### [Exercise description]
What lines in the entries hold the string "number"? List them.

### [Input material]

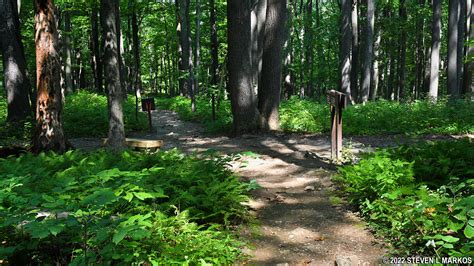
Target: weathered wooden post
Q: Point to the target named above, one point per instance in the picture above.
(148, 104)
(337, 102)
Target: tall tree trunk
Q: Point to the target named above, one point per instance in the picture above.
(197, 50)
(468, 82)
(354, 88)
(375, 70)
(96, 57)
(214, 55)
(403, 51)
(16, 82)
(243, 99)
(346, 43)
(67, 53)
(108, 17)
(461, 36)
(435, 47)
(49, 133)
(420, 57)
(453, 77)
(257, 19)
(270, 84)
(186, 62)
(136, 55)
(308, 43)
(369, 36)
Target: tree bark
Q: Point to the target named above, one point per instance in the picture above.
(308, 43)
(214, 55)
(435, 47)
(346, 42)
(243, 99)
(16, 82)
(136, 54)
(68, 75)
(369, 36)
(96, 57)
(354, 88)
(257, 20)
(48, 135)
(270, 84)
(453, 77)
(403, 51)
(468, 82)
(375, 70)
(108, 18)
(186, 62)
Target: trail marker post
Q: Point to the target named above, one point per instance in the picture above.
(148, 104)
(337, 101)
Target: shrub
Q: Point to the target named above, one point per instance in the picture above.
(414, 195)
(163, 208)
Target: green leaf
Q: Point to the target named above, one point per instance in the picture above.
(143, 195)
(122, 232)
(469, 231)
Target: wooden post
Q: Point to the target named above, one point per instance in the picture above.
(337, 102)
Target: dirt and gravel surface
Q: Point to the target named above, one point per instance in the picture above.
(301, 222)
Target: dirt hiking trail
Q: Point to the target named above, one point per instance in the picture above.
(300, 221)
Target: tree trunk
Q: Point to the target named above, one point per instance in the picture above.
(270, 84)
(468, 82)
(96, 57)
(136, 54)
(48, 135)
(214, 56)
(435, 47)
(308, 43)
(186, 61)
(461, 35)
(243, 100)
(453, 77)
(16, 82)
(403, 51)
(68, 79)
(375, 70)
(346, 43)
(108, 17)
(369, 50)
(257, 20)
(197, 50)
(354, 88)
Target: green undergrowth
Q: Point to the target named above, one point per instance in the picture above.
(381, 117)
(203, 114)
(374, 118)
(420, 198)
(128, 208)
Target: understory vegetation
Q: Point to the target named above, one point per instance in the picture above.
(78, 208)
(85, 115)
(373, 118)
(419, 198)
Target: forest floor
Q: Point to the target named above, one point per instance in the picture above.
(300, 220)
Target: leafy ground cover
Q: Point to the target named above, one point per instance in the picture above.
(374, 118)
(162, 208)
(419, 198)
(85, 115)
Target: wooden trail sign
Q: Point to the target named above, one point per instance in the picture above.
(148, 104)
(337, 101)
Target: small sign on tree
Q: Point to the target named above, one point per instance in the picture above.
(337, 101)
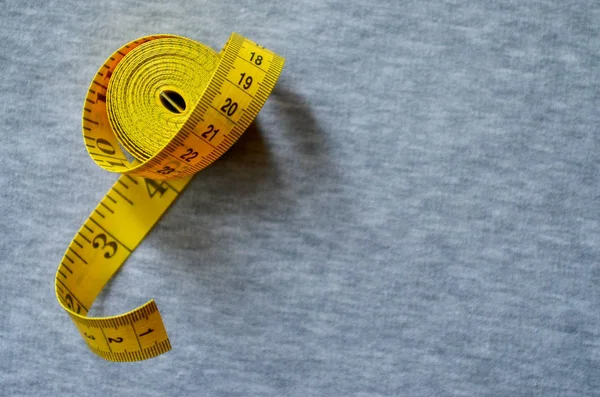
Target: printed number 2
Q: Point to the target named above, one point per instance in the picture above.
(211, 129)
(188, 155)
(154, 187)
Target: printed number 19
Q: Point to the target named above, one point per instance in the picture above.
(247, 83)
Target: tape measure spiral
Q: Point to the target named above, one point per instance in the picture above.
(175, 106)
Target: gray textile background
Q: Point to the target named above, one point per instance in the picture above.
(414, 214)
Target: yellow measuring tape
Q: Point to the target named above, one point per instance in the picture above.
(175, 106)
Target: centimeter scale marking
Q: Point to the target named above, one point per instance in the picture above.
(240, 85)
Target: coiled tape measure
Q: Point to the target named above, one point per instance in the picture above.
(176, 106)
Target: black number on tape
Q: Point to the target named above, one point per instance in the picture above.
(247, 83)
(154, 187)
(230, 107)
(211, 129)
(147, 332)
(166, 170)
(258, 59)
(102, 238)
(188, 155)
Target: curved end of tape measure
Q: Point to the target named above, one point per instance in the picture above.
(230, 91)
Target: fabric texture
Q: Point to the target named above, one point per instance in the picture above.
(414, 213)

### [Answer space]
Target: printed number 2
Target: printed number 19
Target: black number on tape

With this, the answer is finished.